> What to produce: Collect every line of the entries that contains the word "boat".

------

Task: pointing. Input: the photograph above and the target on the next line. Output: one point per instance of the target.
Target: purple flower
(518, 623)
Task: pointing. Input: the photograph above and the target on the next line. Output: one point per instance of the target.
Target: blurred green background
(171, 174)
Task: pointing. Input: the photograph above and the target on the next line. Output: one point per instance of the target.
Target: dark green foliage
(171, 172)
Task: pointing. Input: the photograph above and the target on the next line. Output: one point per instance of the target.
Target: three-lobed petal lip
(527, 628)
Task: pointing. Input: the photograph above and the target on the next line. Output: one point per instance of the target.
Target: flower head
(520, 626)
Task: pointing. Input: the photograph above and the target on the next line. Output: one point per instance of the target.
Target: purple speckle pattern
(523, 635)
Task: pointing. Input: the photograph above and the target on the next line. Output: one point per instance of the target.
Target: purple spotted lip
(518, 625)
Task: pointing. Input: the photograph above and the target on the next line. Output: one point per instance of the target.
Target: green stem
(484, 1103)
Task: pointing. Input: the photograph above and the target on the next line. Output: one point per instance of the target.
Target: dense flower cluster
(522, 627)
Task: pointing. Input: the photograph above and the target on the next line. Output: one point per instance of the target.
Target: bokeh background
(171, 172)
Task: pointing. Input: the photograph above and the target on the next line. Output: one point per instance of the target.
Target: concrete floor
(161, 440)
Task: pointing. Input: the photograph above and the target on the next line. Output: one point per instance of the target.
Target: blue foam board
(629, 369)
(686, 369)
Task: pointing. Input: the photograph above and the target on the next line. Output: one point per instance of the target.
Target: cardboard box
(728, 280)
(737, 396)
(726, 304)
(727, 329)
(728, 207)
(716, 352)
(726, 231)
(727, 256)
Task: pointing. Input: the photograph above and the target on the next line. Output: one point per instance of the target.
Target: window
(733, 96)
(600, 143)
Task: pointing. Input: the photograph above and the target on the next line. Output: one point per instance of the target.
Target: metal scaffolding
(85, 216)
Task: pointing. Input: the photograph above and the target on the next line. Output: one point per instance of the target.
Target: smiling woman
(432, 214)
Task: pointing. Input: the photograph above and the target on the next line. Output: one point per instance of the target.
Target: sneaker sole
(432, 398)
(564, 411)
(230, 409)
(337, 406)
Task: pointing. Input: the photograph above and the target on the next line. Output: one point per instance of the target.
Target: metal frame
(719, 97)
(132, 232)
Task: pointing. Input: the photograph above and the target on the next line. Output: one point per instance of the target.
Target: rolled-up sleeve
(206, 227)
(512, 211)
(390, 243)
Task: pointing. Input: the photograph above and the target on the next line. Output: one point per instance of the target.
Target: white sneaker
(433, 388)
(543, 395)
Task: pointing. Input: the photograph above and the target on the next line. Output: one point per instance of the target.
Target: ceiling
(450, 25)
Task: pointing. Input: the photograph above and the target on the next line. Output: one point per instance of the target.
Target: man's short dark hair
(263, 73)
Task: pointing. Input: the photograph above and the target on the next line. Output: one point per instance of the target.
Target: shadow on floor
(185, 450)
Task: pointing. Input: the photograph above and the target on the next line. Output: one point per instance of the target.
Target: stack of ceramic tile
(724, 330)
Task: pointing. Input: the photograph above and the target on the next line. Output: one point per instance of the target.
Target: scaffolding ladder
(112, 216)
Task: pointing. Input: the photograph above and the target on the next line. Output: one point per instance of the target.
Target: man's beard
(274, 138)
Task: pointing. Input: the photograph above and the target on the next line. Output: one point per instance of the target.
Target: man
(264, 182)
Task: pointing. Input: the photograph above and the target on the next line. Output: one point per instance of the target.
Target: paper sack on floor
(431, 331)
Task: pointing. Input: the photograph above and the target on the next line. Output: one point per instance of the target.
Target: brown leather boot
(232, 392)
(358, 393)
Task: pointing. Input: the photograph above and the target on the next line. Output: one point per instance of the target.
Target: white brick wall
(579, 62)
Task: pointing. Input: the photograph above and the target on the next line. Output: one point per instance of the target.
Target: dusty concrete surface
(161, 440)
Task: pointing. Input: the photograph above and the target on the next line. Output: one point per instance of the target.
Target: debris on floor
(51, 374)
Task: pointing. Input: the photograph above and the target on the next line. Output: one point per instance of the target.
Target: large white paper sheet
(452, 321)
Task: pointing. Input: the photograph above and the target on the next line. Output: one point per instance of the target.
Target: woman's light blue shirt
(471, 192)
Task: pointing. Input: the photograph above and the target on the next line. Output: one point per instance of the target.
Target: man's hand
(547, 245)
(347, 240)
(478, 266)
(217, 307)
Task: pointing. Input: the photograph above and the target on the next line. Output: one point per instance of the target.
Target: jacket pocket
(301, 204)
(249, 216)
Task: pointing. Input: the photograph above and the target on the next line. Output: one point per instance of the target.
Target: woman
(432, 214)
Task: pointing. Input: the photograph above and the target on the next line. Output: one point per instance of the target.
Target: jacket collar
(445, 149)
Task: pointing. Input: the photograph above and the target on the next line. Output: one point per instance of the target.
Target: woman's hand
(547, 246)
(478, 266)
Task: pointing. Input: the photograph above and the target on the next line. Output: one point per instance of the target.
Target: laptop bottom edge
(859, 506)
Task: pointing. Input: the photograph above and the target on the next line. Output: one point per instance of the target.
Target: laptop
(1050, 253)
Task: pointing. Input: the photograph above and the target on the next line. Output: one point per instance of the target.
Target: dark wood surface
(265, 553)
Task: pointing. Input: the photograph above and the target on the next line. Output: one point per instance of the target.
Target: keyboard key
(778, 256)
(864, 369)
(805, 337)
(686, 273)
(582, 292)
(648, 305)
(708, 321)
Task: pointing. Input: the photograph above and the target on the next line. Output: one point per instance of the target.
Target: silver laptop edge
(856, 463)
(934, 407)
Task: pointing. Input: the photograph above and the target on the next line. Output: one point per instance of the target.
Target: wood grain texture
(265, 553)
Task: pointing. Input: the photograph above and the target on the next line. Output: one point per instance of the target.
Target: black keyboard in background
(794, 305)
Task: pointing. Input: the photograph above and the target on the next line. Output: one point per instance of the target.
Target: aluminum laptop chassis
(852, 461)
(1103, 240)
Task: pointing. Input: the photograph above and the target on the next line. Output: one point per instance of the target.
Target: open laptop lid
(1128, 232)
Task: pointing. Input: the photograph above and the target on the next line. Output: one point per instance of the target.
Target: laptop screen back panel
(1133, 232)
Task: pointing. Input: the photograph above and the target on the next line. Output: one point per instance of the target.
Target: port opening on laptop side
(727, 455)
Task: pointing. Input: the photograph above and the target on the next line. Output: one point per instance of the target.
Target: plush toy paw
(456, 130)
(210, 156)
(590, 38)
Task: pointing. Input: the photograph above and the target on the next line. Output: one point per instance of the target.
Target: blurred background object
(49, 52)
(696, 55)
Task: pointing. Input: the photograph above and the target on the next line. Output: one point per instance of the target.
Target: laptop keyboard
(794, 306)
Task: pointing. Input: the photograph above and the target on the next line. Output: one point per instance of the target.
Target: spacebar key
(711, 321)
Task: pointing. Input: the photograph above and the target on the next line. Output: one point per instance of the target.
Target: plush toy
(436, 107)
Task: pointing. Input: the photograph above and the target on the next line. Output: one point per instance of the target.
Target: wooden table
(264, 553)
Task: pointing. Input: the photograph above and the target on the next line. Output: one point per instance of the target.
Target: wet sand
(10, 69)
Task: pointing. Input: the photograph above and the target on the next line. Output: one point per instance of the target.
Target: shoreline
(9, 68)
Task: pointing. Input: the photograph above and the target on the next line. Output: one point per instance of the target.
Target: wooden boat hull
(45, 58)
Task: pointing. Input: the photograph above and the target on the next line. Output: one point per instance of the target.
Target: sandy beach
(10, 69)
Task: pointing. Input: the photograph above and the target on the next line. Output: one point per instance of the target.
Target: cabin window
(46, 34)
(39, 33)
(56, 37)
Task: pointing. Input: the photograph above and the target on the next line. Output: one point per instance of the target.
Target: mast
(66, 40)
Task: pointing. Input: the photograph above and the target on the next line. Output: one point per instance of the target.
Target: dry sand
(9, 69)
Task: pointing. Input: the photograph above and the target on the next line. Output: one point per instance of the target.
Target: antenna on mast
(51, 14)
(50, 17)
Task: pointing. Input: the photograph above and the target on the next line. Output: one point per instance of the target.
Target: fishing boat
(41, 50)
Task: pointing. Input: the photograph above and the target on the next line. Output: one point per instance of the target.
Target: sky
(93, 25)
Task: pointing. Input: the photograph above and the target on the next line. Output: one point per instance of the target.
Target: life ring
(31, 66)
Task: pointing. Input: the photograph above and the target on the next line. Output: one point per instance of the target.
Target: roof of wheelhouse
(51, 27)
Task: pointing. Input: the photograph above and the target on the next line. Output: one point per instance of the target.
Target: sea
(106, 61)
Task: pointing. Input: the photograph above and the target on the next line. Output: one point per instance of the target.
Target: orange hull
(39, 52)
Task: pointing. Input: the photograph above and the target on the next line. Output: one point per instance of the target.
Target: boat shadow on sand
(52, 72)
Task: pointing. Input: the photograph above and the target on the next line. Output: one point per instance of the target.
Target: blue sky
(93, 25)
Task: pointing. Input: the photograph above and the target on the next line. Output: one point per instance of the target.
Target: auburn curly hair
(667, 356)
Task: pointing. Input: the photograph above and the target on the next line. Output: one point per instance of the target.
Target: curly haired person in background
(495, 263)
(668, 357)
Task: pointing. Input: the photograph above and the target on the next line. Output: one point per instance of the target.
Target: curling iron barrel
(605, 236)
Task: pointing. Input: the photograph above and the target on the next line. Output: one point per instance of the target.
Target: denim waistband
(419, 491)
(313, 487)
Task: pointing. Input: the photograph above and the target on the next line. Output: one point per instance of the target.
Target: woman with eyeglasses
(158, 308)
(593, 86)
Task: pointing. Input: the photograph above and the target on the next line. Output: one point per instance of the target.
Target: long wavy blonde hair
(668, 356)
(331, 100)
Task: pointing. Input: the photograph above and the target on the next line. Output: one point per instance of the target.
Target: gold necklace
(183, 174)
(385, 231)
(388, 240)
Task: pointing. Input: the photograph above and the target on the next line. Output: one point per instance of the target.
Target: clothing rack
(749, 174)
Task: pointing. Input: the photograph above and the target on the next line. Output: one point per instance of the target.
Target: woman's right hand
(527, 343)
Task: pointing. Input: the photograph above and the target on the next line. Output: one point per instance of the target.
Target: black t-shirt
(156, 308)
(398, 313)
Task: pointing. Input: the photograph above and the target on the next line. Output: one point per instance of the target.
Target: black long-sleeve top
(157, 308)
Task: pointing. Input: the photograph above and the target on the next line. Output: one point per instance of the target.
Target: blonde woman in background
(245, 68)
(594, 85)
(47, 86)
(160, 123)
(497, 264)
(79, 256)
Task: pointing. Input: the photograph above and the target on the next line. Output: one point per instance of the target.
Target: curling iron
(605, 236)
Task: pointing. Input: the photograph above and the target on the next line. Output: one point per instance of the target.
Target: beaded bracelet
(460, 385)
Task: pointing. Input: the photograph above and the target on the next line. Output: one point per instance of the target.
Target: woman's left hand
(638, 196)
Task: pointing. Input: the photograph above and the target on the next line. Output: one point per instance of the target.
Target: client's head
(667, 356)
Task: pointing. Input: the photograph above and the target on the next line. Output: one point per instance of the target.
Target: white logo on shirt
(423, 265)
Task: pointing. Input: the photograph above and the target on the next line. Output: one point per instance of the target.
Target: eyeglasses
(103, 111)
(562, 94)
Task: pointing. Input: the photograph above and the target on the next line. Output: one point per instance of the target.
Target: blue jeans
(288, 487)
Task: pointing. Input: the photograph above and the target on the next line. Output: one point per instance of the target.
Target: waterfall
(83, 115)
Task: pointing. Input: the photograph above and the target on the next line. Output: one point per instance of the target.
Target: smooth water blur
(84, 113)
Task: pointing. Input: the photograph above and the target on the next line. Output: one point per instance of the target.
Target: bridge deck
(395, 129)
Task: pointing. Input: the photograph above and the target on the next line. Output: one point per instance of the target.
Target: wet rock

------

> Result for this task:
Target: wooden boat hull
Target: fishing boat
Target: boat shadow on sand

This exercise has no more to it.